OBJECTIVE: Reproduce, word for word, the stretch of the text on Lynn Anderson's song from "- Released: 1977" through "singer Lynn Anderson.".

TEXT SEGMENT:
┌──

Single by Lynn Anderson

from the album Wrap Your Love All Around Your Man
- B-side: "I Couldn't Be Lonely (Even If I Wanted To)"
- Released: 1977
- Recorded: 1976
- Genre: Country pop
- Length: 2:37
- Label: Columbia
- Songwriter: John Cunningham
- Producer: Glenn Sutton

Lynn Anderson singles chronology
| "Sweet Talkin' Man" (1976) | "Wrap Your Love All Around Your Man" (1977) | "I Love What Love Is Doing to Me" (1977) |

= Wrap Your Love All Around Your Man (song) =

"Wrap Your Love All Around Your Man" is a 1977 hit song by country singer Lynn Anderson.

Best known for her Grammy Award-winning country and pop smash, "Rose Garden", from 1970, Lynn Anderson was one of country music's leading ladies throughout that decade. "Wrap Your Love All Around Your Man" was released and became a major hit on the country charts, peaking at number twelve, her first entry there since 1975.

└──

LISTING:

┌──

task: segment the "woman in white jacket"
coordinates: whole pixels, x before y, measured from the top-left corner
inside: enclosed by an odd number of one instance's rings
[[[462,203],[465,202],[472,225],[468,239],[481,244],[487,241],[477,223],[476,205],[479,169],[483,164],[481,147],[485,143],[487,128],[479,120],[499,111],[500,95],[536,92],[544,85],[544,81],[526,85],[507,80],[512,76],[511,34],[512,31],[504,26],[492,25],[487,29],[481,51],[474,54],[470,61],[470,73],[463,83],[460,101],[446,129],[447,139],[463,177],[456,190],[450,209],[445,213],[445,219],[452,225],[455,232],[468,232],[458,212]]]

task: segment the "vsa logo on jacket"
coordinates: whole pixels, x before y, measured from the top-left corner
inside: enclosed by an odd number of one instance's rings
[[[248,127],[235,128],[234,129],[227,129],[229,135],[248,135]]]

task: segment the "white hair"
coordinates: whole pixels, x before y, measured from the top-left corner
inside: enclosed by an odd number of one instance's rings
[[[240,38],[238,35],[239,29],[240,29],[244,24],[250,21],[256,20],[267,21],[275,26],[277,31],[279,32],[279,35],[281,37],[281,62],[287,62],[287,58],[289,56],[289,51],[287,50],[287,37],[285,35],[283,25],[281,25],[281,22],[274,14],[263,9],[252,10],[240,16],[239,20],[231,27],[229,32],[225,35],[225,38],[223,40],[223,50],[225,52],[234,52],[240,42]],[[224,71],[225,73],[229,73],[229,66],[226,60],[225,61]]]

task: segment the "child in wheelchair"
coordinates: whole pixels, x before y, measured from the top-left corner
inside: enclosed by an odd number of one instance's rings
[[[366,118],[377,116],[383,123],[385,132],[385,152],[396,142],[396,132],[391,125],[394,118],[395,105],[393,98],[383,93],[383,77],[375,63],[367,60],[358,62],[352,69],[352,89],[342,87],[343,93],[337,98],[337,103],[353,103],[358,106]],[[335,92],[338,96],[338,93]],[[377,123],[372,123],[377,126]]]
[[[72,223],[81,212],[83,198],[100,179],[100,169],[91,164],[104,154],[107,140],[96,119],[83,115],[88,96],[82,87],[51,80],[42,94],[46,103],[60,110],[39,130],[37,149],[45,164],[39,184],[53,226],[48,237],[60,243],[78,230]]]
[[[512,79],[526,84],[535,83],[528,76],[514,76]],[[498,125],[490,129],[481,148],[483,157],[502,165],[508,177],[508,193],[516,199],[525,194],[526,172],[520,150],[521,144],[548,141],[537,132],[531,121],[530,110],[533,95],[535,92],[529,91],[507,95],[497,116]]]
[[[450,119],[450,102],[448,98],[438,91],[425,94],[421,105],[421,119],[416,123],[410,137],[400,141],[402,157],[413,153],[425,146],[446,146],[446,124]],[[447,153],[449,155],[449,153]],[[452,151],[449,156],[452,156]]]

└──
┌──

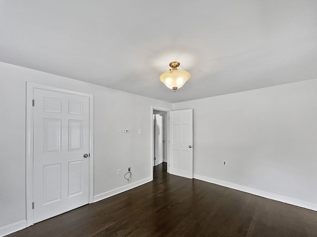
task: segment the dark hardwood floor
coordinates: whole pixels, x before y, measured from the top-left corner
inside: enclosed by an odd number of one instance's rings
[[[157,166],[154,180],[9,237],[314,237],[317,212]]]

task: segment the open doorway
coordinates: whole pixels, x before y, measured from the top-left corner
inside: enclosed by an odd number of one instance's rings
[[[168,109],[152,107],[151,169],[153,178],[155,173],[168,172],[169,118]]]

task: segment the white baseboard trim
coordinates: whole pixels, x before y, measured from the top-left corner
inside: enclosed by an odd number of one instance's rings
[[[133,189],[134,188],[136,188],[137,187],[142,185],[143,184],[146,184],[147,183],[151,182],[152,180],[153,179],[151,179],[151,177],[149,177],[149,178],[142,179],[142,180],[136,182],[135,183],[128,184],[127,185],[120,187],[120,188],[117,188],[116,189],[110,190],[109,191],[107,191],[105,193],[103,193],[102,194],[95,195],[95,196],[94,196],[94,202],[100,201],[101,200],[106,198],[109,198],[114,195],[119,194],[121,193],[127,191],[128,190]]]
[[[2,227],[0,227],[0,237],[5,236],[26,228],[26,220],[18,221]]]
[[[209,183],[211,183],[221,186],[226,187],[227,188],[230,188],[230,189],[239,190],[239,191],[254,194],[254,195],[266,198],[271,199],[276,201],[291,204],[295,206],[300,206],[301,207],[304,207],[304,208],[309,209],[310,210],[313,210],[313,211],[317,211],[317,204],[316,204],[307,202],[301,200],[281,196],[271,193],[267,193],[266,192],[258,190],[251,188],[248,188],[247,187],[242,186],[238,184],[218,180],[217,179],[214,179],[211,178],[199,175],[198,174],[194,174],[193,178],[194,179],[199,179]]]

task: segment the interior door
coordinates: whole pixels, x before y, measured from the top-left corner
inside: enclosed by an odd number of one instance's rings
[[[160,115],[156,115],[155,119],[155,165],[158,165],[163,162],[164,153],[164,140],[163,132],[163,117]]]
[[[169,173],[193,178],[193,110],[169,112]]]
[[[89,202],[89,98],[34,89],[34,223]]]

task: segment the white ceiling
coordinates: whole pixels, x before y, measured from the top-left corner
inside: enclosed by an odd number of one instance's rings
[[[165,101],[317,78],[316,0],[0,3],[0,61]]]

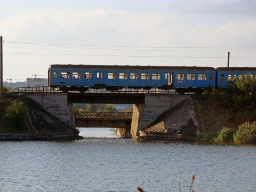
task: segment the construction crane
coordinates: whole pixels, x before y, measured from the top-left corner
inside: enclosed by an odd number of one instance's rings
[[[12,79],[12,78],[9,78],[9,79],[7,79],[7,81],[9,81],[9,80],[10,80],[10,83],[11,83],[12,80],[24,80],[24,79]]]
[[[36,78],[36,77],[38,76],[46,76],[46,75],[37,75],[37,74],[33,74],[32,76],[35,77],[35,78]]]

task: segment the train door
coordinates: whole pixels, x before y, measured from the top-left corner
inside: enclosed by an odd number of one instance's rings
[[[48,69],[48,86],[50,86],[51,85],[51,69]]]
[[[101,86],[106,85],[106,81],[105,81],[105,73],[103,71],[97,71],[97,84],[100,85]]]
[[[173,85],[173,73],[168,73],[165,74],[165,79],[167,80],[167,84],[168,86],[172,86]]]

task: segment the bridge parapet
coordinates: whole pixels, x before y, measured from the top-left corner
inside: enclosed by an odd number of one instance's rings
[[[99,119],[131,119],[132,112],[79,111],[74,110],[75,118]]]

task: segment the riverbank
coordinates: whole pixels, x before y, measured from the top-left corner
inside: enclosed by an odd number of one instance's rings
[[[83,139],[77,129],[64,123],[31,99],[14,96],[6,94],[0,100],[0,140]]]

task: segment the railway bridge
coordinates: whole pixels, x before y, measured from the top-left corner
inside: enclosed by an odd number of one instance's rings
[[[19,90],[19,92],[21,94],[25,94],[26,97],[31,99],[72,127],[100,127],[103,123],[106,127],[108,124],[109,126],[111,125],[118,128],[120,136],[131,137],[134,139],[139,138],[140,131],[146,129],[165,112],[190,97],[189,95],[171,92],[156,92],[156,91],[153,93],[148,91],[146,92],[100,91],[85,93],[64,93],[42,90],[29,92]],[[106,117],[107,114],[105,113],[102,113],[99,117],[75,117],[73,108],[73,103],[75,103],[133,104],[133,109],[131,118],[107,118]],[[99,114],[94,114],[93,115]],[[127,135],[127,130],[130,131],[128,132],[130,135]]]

└──
┌──

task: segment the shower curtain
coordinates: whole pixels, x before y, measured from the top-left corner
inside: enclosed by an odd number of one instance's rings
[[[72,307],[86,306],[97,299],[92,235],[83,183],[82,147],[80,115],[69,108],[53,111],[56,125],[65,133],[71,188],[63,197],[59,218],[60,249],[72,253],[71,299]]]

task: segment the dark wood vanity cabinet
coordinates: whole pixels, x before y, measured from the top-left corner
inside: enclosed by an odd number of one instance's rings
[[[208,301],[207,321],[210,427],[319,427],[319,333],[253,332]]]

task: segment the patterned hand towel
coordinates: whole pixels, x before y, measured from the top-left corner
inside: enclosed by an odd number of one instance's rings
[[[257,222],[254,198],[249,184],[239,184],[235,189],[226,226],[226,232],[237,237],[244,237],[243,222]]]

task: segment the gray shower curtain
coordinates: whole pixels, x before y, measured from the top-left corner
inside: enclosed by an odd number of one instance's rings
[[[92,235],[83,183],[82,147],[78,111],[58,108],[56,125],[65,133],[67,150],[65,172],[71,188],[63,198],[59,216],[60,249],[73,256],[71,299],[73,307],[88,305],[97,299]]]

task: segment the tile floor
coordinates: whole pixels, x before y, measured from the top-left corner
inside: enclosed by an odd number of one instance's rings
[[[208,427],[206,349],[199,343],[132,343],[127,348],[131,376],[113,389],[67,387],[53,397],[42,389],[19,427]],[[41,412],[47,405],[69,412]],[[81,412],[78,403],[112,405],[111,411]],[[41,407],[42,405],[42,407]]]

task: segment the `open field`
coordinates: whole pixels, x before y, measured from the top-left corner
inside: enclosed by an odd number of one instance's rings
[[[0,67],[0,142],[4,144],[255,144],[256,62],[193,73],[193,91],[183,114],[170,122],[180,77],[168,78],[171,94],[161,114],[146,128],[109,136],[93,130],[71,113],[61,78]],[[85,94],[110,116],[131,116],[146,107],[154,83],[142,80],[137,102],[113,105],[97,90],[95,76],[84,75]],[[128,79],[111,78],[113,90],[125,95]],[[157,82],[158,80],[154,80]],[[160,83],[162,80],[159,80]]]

└──

TASK RESPONSE:
- Released: 1977
- Recorded: 1976
- Genre: Country pop
- Length: 2:37
- Label: Columbia
- Songwriter: John Cunningham
- Producer: Glenn Sutton

Lynn Anderson singles chronology
| "Sweet Talkin' Man" (1976) | "Wrap Your Love All Around Your Man" (1977) | "I Love What Love Is Doing to Me" (1977) |

= Wrap Your Love All Around Your Man (song) =

"Wrap Your Love All Around Your Man" is a 1977 hit song by country singer Lynn Anderson.